TRECHO FORNECIDO -
☆ ☆ ☆ ☆ ☆

Dizer o Direito

terça-feira, 15 de outubro de 2024

A realização do exame criminológico para a progressão de regime, nas condutas anteriores à edição da Lei 14.843/2024, exige decisão motivada, nos termos da Súmula 439/STJ

ENTENDENDO A SÚMULA 439 DO STJ

A súmula 439 do STJ foi aprovada em 28/04/2010 (DJe 13/05/2010) e possui a seguinte redação:

Súmula 439-STJ: Admite-se o exame criminológico pelas peculiaridades do caso, desde que em decisão motivada.

 

Vamos entender com calma a sua amplitude e o impacto que foi produzido pela Lei nº 11.843/2024:

 

O que é exame criminológico?

Trata-se de um exame

- feito no condenado

- por um profissional

- com o objetivo de verificar

- se este apenado tem aptidão física e psíquica para progredir de regime.

☆ ☆ ☆ ☆ ☆

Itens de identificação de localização
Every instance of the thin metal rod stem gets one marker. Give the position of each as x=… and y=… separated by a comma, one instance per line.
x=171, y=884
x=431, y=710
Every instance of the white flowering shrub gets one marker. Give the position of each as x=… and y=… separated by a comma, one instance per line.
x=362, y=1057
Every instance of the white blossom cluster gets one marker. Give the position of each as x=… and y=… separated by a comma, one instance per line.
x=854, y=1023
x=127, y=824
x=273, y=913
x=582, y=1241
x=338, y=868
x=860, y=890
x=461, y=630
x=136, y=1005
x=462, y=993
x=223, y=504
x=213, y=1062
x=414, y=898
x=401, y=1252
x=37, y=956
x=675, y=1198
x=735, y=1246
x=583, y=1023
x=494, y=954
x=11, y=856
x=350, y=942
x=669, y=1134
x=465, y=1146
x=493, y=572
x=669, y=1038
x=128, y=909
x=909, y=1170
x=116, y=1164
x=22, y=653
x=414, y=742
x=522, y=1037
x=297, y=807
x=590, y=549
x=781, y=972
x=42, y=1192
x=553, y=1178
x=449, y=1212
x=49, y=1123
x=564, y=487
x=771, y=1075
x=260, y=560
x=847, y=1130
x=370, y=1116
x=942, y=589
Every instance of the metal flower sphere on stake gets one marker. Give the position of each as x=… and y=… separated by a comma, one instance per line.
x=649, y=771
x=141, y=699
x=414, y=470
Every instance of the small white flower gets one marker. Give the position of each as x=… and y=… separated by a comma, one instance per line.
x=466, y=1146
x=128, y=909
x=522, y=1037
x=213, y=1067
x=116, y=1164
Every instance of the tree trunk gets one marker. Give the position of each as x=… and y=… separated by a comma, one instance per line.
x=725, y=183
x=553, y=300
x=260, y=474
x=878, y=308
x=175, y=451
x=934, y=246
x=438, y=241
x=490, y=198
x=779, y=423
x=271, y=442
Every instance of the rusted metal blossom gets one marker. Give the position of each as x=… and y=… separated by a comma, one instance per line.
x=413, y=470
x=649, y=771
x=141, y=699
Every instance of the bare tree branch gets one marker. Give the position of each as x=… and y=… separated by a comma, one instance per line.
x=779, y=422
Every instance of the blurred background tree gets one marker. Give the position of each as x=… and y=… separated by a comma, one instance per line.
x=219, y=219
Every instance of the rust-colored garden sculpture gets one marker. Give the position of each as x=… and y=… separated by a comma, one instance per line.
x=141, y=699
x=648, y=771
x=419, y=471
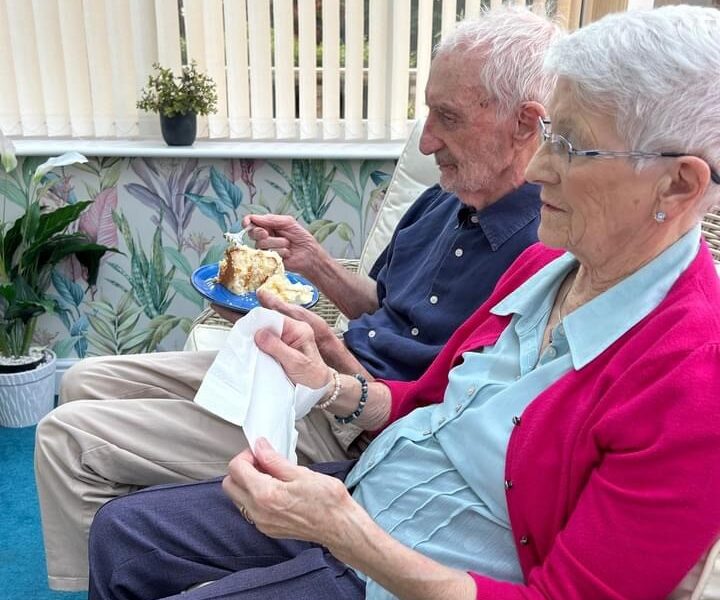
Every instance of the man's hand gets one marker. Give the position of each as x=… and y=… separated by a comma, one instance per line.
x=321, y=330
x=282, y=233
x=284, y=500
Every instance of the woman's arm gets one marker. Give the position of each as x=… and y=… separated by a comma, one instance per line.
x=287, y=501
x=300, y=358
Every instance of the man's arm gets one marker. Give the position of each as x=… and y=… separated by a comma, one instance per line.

☆ ☆ ☆ ☆ ☆

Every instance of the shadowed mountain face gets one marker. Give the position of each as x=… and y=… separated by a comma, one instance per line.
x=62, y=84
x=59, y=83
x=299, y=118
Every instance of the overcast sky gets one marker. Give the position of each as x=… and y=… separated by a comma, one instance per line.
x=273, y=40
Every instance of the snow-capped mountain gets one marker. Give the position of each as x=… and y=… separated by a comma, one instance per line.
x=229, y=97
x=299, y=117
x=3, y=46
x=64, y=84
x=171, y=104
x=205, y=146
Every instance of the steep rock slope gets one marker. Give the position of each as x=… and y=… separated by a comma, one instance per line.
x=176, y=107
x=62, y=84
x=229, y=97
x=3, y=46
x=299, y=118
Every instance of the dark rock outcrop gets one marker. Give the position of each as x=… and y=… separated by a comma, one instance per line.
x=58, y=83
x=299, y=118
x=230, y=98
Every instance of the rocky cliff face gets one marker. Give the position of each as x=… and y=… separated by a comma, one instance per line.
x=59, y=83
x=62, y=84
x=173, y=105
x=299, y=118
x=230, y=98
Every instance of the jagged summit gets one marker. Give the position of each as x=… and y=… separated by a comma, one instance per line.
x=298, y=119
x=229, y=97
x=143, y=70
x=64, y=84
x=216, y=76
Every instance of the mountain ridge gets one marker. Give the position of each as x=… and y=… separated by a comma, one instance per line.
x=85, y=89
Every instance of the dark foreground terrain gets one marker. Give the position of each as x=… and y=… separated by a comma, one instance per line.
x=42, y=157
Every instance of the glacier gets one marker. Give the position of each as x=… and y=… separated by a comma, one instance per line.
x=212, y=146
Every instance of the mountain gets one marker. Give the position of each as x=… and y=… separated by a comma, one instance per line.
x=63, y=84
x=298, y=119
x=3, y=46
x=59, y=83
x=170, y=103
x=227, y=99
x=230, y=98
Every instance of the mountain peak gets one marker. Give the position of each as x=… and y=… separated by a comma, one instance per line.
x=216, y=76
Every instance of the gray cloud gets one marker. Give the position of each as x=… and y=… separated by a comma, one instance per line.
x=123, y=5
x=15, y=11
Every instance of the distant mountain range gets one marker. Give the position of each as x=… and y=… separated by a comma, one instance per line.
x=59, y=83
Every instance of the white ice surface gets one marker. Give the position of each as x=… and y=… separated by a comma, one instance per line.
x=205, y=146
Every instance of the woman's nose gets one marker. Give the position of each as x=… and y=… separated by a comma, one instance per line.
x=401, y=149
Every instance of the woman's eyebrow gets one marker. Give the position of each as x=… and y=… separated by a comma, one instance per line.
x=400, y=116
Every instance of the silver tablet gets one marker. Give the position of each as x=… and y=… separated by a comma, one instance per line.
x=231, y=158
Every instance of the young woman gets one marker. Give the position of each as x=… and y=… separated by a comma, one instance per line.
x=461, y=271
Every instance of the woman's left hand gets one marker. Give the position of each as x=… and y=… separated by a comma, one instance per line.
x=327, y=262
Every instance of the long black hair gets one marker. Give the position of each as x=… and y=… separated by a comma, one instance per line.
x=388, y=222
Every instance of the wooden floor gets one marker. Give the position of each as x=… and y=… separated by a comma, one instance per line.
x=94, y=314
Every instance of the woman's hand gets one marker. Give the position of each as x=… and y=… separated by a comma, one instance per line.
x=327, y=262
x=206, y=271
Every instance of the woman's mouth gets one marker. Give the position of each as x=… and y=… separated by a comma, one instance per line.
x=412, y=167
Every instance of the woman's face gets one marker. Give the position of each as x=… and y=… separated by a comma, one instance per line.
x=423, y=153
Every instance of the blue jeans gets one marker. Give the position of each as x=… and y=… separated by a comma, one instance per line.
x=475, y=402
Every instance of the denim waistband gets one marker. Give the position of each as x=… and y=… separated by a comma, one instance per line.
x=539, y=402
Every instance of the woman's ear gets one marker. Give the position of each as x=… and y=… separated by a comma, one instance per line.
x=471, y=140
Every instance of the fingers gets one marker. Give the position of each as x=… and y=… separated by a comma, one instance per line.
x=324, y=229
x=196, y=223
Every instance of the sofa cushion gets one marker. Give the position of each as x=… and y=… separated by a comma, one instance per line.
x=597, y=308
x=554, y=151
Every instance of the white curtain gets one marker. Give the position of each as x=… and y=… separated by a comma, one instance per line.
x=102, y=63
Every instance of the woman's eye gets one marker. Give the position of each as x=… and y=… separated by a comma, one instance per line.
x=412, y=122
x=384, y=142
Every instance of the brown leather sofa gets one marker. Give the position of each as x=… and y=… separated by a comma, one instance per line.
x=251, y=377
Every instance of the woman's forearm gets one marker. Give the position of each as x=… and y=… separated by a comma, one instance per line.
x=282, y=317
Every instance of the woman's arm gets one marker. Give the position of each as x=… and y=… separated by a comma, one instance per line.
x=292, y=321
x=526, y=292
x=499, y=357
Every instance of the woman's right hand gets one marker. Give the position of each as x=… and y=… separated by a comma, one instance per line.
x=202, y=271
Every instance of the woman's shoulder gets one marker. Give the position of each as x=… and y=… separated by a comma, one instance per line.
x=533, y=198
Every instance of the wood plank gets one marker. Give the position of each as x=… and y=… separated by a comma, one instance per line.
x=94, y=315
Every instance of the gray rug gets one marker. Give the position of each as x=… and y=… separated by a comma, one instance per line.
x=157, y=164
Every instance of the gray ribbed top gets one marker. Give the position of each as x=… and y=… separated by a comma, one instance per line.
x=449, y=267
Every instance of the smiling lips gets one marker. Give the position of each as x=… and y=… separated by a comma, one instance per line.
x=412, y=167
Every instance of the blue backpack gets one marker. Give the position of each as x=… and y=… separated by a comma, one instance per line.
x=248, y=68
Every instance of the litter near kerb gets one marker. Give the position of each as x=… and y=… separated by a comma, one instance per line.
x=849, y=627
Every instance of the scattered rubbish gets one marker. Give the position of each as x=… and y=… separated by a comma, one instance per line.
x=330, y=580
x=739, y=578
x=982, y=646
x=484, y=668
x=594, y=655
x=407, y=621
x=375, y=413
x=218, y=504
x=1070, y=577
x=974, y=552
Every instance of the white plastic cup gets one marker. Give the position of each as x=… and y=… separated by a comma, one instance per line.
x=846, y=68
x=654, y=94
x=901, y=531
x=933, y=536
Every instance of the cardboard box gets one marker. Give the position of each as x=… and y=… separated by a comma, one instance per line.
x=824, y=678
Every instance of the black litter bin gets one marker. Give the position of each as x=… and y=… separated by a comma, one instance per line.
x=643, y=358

☆ ☆ ☆ ☆ ☆

O QUE SE PEDE -
1 - De acordo com o trecho sobre o exame criminológico, em que data a Súmula 439 do STJ foi aprovada?
2 - Prossiga com o trecho sobre o exame criminológico a partir da última frase apresentada.
Esse material não tem relação com o trecho sobre o exame criminológico.

RESPOSTAS EM ORDEM -
1 - Em 28/04/2010.

2 -
A doutrina afirma que se trata de um exame de cunho biopsicossocial do criminoso a fim de formar um diagnóstico de sua personalidade e, assim, obter um prognóstico criminal.

Desse modo, tem por objetivo detalhar a personalidade do delinquente, sua imputabilidade ou não, o teor de sua periculosidade, a sensibilidade à pena e a probabilidade de sua correção (PENTEADO FILHO, Nestor Sampaio. Manual esquemático de criminologia. 2ª ed., São Paulo: Saraiva, 2012).

A partir disso, o exame criminológico fornece subsídios para o magistrado decidir se deve ou não conceder a progressão de regime.

 

Breve histórico do exame criminológico na legislação

Redação original da LEP:

O art. 112 da Lei de Execuções Penais, em sua redação original, mencionava expressamente o exame criminológico para a progressão de regime.

Veja a redação que perdurou de 1984 a 2003:

Art. 112. (...)

Parágrafo único. A decisão será motivada e precedida de parecer da Comissão Técnica de Classificação e do exame criminológico, quando necessário.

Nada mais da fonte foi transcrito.